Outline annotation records
┌──

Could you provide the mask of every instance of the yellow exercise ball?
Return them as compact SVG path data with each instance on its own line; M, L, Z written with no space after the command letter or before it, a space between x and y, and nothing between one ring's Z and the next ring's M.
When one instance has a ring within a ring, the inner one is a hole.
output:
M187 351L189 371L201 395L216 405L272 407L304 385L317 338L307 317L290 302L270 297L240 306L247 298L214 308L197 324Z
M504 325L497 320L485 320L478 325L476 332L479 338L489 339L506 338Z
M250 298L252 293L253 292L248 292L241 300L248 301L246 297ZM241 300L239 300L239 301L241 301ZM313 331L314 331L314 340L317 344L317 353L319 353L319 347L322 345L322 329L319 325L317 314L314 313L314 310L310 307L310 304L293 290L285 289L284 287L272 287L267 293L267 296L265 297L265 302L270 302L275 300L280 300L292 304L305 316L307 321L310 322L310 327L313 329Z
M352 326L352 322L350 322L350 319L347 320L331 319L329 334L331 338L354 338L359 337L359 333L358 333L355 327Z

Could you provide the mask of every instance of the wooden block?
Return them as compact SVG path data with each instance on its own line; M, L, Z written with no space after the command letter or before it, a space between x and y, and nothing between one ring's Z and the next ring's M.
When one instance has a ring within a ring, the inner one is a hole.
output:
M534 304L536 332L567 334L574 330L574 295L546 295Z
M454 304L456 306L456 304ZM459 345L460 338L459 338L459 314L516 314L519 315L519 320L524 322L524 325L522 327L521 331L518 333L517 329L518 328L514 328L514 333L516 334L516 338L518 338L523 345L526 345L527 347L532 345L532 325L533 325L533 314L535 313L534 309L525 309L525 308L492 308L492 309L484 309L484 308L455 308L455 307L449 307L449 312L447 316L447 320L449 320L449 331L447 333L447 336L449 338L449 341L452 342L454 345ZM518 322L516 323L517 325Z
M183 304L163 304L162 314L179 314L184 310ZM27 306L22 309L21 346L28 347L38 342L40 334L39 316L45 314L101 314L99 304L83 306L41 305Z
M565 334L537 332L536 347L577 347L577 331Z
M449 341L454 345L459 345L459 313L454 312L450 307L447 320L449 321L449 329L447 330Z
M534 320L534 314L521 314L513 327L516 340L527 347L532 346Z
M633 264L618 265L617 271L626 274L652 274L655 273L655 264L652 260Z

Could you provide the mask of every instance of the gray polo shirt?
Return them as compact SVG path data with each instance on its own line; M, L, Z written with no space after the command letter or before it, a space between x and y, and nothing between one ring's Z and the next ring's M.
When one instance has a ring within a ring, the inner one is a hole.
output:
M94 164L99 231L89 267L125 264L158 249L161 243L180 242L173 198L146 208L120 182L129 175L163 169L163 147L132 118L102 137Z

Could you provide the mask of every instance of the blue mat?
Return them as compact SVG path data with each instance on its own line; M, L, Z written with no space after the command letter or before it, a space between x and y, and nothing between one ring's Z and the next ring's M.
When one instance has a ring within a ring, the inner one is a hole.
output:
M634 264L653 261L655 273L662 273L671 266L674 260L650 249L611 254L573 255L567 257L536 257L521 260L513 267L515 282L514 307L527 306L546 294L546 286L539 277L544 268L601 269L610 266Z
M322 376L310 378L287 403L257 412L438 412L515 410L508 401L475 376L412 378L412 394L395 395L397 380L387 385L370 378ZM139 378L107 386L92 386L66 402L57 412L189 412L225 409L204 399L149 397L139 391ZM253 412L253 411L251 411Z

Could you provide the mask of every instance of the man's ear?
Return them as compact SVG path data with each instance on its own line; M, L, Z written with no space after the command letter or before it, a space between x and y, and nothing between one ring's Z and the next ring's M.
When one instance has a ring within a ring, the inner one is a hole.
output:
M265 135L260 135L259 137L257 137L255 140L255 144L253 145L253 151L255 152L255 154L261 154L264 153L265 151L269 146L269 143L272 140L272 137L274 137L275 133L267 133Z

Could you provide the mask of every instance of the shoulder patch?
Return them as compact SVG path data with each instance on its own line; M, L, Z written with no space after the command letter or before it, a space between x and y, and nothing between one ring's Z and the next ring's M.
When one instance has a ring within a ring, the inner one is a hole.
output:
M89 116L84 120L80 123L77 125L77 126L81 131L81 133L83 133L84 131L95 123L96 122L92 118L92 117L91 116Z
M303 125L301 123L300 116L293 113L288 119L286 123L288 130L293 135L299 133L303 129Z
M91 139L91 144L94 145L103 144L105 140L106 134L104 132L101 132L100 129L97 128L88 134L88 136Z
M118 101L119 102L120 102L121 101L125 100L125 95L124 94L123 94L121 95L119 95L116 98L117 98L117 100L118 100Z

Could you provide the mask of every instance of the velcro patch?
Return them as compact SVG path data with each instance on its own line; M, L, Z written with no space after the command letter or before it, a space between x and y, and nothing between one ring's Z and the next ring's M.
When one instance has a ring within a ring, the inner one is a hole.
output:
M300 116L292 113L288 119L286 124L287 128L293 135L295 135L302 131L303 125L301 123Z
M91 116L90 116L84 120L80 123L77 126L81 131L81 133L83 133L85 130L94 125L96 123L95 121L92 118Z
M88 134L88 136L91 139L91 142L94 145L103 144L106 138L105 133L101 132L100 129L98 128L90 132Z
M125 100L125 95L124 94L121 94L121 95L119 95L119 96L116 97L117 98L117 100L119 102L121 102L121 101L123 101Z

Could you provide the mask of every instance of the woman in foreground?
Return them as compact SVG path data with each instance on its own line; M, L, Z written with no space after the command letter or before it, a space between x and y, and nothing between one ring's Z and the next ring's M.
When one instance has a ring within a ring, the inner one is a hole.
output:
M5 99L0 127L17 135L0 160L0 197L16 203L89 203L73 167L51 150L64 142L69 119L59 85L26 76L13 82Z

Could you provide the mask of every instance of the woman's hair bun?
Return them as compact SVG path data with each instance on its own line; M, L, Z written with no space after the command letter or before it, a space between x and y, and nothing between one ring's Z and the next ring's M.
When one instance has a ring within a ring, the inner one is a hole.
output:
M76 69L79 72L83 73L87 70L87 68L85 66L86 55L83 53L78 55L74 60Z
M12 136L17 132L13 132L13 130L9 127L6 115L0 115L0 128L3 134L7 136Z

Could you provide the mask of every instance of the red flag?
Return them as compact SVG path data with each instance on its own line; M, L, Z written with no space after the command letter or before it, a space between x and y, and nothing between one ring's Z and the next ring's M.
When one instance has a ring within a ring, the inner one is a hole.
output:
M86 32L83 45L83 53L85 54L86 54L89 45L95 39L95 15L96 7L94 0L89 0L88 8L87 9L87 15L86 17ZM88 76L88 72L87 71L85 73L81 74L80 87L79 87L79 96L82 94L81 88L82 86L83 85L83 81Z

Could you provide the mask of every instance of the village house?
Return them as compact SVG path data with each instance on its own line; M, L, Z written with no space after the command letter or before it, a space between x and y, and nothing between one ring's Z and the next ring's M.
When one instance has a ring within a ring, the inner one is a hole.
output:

└──

## WHAT YOU HAVE TO DO
Please retype the lines of the records between the line holding "Could you provide the mask of every instance of the blue" and the line holding "M265 135L260 135L259", inclusive, without changing anything.

## CORRECT ANSWER
Could you provide the mask of every instance of the blue mat?
Return them as compact SVG path data with each instance on its own line; M, L, Z written with no space after the command letter or before it, a space between x and y, and nothing between one ring's Z and the next ring's M.
When one instance has a ring within a ring, the inner one is a hole.
output:
M634 264L653 261L655 273L662 273L671 266L674 260L650 249L611 254L573 255L567 257L536 257L521 260L513 267L515 282L514 307L527 306L546 294L546 286L539 277L544 268L601 269L610 266Z
M322 376L310 378L287 403L257 412L438 412L515 410L508 401L475 376L412 378L412 394L395 395L397 380L387 385L370 378ZM139 378L107 386L92 386L66 402L57 412L189 412L225 409L204 399L149 397L139 391ZM253 412L253 411L251 411Z

Could you provide the mask of every instance of the man's ear?
Return them as compact SVG path data with each instance on its own line; M, L, Z written with no space after the command letter or before it, a space between x and y, and nothing between one ring's Z and the next ring's M.
When one instance has a ring within a ring, the inner one is a hole.
output:
M265 135L260 135L259 137L257 137L255 140L255 144L253 145L253 151L255 152L255 154L261 154L264 153L265 151L269 146L269 143L272 140L272 137L274 137L275 133L267 133Z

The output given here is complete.